Exercise description: Below is a listing to transcribe in full and exactly; keep the pictures out.
##### Recorded data
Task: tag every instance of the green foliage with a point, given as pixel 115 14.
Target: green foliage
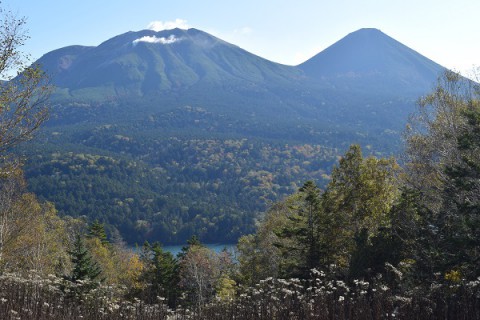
pixel 84 268
pixel 97 230
pixel 160 274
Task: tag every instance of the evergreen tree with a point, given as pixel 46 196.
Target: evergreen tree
pixel 97 230
pixel 84 268
pixel 303 254
pixel 160 274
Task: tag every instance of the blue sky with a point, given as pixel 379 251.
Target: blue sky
pixel 287 32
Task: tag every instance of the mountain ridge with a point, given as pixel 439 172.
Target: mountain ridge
pixel 164 138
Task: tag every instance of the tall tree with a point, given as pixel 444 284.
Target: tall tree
pixel 358 200
pixel 303 253
pixel 23 98
pixel 443 169
pixel 84 268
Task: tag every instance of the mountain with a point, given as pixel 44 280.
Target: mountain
pixel 149 62
pixel 162 135
pixel 370 60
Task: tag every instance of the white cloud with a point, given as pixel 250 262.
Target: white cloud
pixel 168 25
pixel 243 31
pixel 149 39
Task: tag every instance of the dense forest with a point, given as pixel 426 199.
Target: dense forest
pixel 371 239
pixel 378 241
##########
Answer to the problem:
Task: tag every instance of the green foliage with a point, given as pixel 115 14.
Target: green foliage
pixel 84 268
pixel 97 230
pixel 160 274
Task: tag every instance of the evergreen tree with a point, given as pixel 46 196.
Target: evergreen tree
pixel 97 230
pixel 84 268
pixel 303 254
pixel 160 274
Task: tag every instance of the blue sky with a point, given as pixel 379 251.
Target: blue sky
pixel 287 32
Task: tag every instance of the mountain ridge with a point, given as pixel 439 172.
Target: mountain ridge
pixel 164 138
Task: tag every instance of the tall tree with a point, given as pixel 444 284.
Target: tall tree
pixel 358 200
pixel 303 253
pixel 23 98
pixel 443 169
pixel 84 268
Task: tag every instance of the mountain with a point, given as pixel 44 280.
Target: mountain
pixel 149 62
pixel 162 135
pixel 370 60
Task: tag every instance of the white cloud with a point, given as pixel 250 262.
Target: white cloud
pixel 168 25
pixel 243 31
pixel 149 39
Task: tag every instance of the dense forest with a point, given as pixel 426 199.
Target: dense forest
pixel 371 239
pixel 378 241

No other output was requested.